* DOCUMENT TEXT:
• • • • •

Five potential sources of harm

What follows is a framework for thinking about sources of downstream harms in an automated system — how they arise, how they fit into a typical ML pipeline, and some examples. (For more on what I mean by “harm,” I highly recommend the checking out the framework presented by Kate Crawford in her 2017 talk.)

For me, this has been an increasingly useful framework to have when interpreting existing work, thinking about new directions, and communicating effectively with others. I imagine future papers being able to state the problem(s) they address in clear, shared terminology, making their framing and assumptions more understandable.

These potential sources of harm arise at different points in an ML pipeline:

  • Historical bias arises when there is a misalignment between world as it is and the values or objectives to be encoded and propagated in a model. It is a normative concern with the state of the world, and exists even given perfect sampling and feature selection.
  • Representation bias arises while defining and sampling a development population. It occurs when the development population under-represents, and subsequently causes worse performance, for some part of the final population.
  • Measurement bias arises when choosing and measuring the particular features and labels of interest. Features considered to be relevant to the outcome are chosen, but these can be incomplete or contain group- or input-dependent noise. In many cases, the choice of a single label to create a classification task may be an oversimplification that more accurately measures the true outcome of interest for certain groups.

• • • • •

* Stored entries:
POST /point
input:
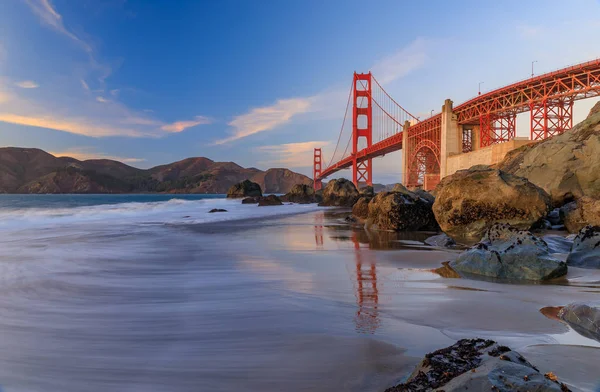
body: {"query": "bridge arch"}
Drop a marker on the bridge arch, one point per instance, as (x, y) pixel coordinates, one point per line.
(424, 164)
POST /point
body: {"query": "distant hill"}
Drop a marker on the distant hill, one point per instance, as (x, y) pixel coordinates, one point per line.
(31, 170)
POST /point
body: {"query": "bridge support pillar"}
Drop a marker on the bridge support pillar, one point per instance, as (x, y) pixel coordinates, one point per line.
(405, 168)
(551, 117)
(362, 127)
(317, 166)
(451, 136)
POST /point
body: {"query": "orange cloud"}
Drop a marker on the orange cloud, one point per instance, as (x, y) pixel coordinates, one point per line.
(266, 118)
(179, 126)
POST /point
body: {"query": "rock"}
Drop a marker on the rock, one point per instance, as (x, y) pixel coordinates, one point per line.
(301, 194)
(340, 192)
(425, 195)
(440, 241)
(566, 166)
(251, 200)
(554, 217)
(244, 189)
(507, 253)
(470, 201)
(270, 200)
(477, 365)
(583, 318)
(400, 212)
(585, 252)
(582, 212)
(558, 244)
(367, 191)
(360, 209)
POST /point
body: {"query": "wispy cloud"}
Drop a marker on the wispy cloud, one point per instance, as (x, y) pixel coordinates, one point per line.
(27, 84)
(266, 118)
(529, 31)
(79, 126)
(180, 126)
(291, 154)
(402, 62)
(51, 18)
(85, 153)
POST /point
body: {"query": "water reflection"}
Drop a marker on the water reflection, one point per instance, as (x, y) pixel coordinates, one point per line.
(367, 293)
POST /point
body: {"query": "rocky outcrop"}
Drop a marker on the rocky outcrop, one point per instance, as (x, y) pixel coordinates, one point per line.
(301, 194)
(478, 365)
(585, 252)
(270, 200)
(398, 211)
(279, 180)
(470, 201)
(507, 253)
(566, 166)
(583, 318)
(441, 241)
(340, 192)
(360, 209)
(245, 188)
(367, 191)
(578, 214)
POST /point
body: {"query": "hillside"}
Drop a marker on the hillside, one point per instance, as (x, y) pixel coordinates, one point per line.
(31, 170)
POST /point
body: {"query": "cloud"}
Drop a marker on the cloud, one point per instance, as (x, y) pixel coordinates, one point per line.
(85, 153)
(291, 154)
(72, 125)
(48, 16)
(27, 84)
(179, 126)
(266, 118)
(402, 62)
(84, 85)
(529, 31)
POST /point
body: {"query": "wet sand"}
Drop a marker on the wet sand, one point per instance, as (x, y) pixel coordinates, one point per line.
(297, 303)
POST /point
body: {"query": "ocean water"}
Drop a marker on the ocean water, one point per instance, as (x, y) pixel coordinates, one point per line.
(153, 293)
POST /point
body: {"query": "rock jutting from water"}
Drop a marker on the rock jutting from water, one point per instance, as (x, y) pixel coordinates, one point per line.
(270, 200)
(397, 211)
(301, 194)
(340, 193)
(566, 166)
(580, 213)
(585, 252)
(507, 253)
(245, 188)
(478, 365)
(470, 201)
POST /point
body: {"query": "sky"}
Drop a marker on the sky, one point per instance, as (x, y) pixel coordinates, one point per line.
(260, 83)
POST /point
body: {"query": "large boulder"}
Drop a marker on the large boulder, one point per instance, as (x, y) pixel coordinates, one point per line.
(566, 166)
(340, 192)
(400, 212)
(270, 200)
(245, 188)
(585, 252)
(470, 201)
(478, 365)
(578, 214)
(301, 194)
(507, 253)
(583, 318)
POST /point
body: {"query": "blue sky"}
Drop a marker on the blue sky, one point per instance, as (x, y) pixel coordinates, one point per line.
(258, 82)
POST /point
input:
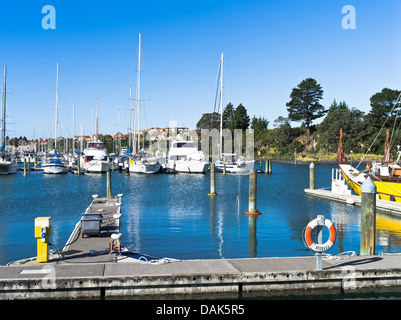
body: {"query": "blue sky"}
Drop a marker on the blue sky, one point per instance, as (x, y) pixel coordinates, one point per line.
(269, 48)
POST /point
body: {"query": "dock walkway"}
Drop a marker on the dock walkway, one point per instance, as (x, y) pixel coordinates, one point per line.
(86, 269)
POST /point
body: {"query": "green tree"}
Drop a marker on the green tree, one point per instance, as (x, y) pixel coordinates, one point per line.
(304, 104)
(383, 106)
(228, 117)
(350, 120)
(241, 118)
(259, 125)
(209, 121)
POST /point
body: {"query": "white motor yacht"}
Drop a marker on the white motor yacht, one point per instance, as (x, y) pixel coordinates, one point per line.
(94, 158)
(185, 157)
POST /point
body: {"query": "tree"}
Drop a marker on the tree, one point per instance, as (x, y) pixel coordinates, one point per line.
(209, 121)
(259, 125)
(228, 117)
(383, 106)
(350, 120)
(304, 104)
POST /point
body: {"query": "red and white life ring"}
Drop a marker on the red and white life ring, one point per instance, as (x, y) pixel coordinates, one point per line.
(320, 247)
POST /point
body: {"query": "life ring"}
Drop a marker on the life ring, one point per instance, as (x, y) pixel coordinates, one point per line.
(320, 247)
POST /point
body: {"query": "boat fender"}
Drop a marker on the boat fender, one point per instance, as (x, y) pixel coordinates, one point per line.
(320, 247)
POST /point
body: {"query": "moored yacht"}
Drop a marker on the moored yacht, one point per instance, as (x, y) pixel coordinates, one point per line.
(185, 157)
(94, 158)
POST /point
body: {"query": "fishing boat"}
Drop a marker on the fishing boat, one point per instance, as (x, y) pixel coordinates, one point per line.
(185, 157)
(385, 174)
(8, 162)
(229, 162)
(140, 161)
(55, 163)
(94, 158)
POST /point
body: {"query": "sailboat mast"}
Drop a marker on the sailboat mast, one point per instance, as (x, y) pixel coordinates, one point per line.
(97, 124)
(73, 127)
(221, 102)
(138, 91)
(3, 116)
(56, 120)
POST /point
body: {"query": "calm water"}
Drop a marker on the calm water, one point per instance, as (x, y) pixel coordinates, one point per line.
(172, 215)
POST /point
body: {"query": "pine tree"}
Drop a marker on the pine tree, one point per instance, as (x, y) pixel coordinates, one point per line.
(304, 104)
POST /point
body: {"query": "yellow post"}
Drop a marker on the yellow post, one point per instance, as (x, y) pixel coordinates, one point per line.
(43, 229)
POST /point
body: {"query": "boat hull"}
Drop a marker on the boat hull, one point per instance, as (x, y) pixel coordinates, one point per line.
(8, 167)
(187, 166)
(95, 166)
(387, 188)
(144, 168)
(54, 168)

• • • • •

* LIST OF TASKS:
**A)** In the text on sources of harm, why does historical bias exist even with perfect sampling and feature selection? Answer in one to three sentences.
**B)** Carry on with the text on sources of harm in ML pipelines from the point where it stops.

* RESPONSES BY ITEM NUMBER:
**A)** Historical bias comes from a misalignment between the world as it is and the values or objectives to be encoded and propagated in a model. It is a normative concern with the state of the world itself, so it remains even when sampling and feature selection are perfect.

**B)**
  • Evaluation bias occurs during model iteration and evaluation, when the testing or external benchmark populations do not equally represent the various parts of the final population. Evaluation bias can also arise from the use of performance metrics that are not granular or comprehensive enough.
  • Aggregation bias arises when flawed assumptions about the population affect model definition. In many applications, the population of interest is heterogeneous and a single model is unlikely to suit all subgroups.

More detail on how each of these arise, with examples and more background, is in this paper.

As an ML practitioner, knowledge of an application can and should inform the identification of bias sources. Issues that arise in image recognition, for example, are often related to selection or evaluation bias since large publicly-available image datasets frequently do not equally represent the entire space of images that we care about. In data that is affected by human decision-makers, we often see human decisions used as proxies, introducing measurement bias. For example, “arrested” is used as a proxy for “crime,” or “pain medication prescribed by doctor” is used as a proxy for “patient’s pain.” Identifying aggregation bias usually requires an understanding of meaningful groups and reason to think they are distributed differently. Medical applications, for example, often risk aggregation bias because patients with similar underlying conditions present and progress in different ways. Recognizing historical bias requires a retrospective understanding of the application and data generation process over time.


The aim of this framework is to help people understand “bias” in ML at the right level of abstraction to facilitate more productive communication and development of solutions. Terms such as “training data bias” are too broad to be useful, and context-specific fixes don’t have the shared terminology to generalize and communicate the problem to a wider audience.

By framing sources of harm through the data generation process, we hope to encourage application-appropriate solutions rather than relying on broad notions of what is fair. Fairness is not one-size-fits-all; knowledge of an application and engagement with its stakeholders should inform the identification of these sources.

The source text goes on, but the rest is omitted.